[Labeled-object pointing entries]
========

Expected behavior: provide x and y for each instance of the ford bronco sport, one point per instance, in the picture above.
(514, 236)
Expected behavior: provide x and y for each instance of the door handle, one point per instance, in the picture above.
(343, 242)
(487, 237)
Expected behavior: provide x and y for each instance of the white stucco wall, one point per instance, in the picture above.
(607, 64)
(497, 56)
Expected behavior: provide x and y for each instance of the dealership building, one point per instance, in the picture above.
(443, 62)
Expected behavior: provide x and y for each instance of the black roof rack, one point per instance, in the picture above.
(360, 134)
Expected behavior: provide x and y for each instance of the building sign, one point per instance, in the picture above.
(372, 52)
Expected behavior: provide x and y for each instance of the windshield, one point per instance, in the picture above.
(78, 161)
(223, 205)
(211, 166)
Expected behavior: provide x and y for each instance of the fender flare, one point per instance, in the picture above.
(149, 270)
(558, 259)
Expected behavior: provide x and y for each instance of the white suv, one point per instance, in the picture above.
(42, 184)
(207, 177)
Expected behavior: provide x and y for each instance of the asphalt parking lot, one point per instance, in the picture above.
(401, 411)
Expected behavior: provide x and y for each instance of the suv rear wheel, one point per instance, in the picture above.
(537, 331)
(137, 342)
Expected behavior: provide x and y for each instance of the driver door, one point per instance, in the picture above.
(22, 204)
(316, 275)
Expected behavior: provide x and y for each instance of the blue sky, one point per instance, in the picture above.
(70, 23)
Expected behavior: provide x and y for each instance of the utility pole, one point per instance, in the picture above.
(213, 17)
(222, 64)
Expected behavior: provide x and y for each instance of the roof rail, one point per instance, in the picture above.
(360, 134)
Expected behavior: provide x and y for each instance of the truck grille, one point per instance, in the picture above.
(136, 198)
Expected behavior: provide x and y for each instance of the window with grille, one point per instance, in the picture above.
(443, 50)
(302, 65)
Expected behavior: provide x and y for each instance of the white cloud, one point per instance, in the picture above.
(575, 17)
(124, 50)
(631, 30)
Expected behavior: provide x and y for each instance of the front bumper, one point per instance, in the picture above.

========

# [What you should do]
Reproduce each entry word for word.

# [Reply]
Expected behavior: provide x and y for each instance of the ford bronco sport, one point per instance, in the picture above.
(514, 236)
Expected behavior: provide x and y for each instance of the door handle, one point per instance, in the picture above.
(343, 242)
(487, 237)
Expected behavior: provide x and y for each instance of the white stucco wall, one point per instance, in the picture above.
(607, 64)
(497, 56)
Expected behavior: provide x and y for each instance of the dealership building, one point per instance, in the picture above.
(443, 62)
Expected behavior: provide x and y for each instance of the black roof rack, one point per instance, in the picture above.
(360, 134)
Expected behavior: provide x and y for each instance of the building sign, one point per instance, in the picture above.
(372, 52)
Expected behavior: provide x and y for each instance of the windshield, one point per instance, in the picture above.
(78, 161)
(223, 205)
(211, 166)
Expected behavior: provide x and y for each instance of the fender flare, one point per instance, in the picture above.
(149, 270)
(558, 259)
Expected behavior: provide x and y for each instance of the white suv, one point per instance, in the picture above.
(42, 184)
(207, 177)
Expected behavior: provide x and y for each instance of the asphalt parking lot, one point per instance, in the picture above.
(401, 411)
Expected behavior: provide x and y for each instance of the suv rear wheel, one point per instance, in the picture above.
(537, 331)
(137, 342)
Expected behavior: provide x and y for each instance of the driver door, one point per instance, in the picture above.
(22, 204)
(316, 275)
Expected behavior: provide x and y for each instance of the blue sky, one point per instance, in the picture above.
(70, 23)
Expected behavior: provide x and y for each instance of the utility pole, one point per instance, in the picture above.
(213, 17)
(222, 64)
Expected behavior: provide x and y for each instance of the roof rail, one point per instance, in the picture above.
(360, 134)
Expected behavior: provide x and y for each instance of the truck grille, one point per instance, in the picture above.
(136, 198)
Expected behavior: provide x and y for each instance of the window with grille, one point per instance, in the picture above.
(443, 50)
(302, 65)
Expected behavior: provide x and y for each instance of the white cloud, one point per instance, in the picture above.
(575, 17)
(124, 50)
(631, 30)
Expected behavior: provide x and y for each instance of the front bumper, one point per instance, in the picture above.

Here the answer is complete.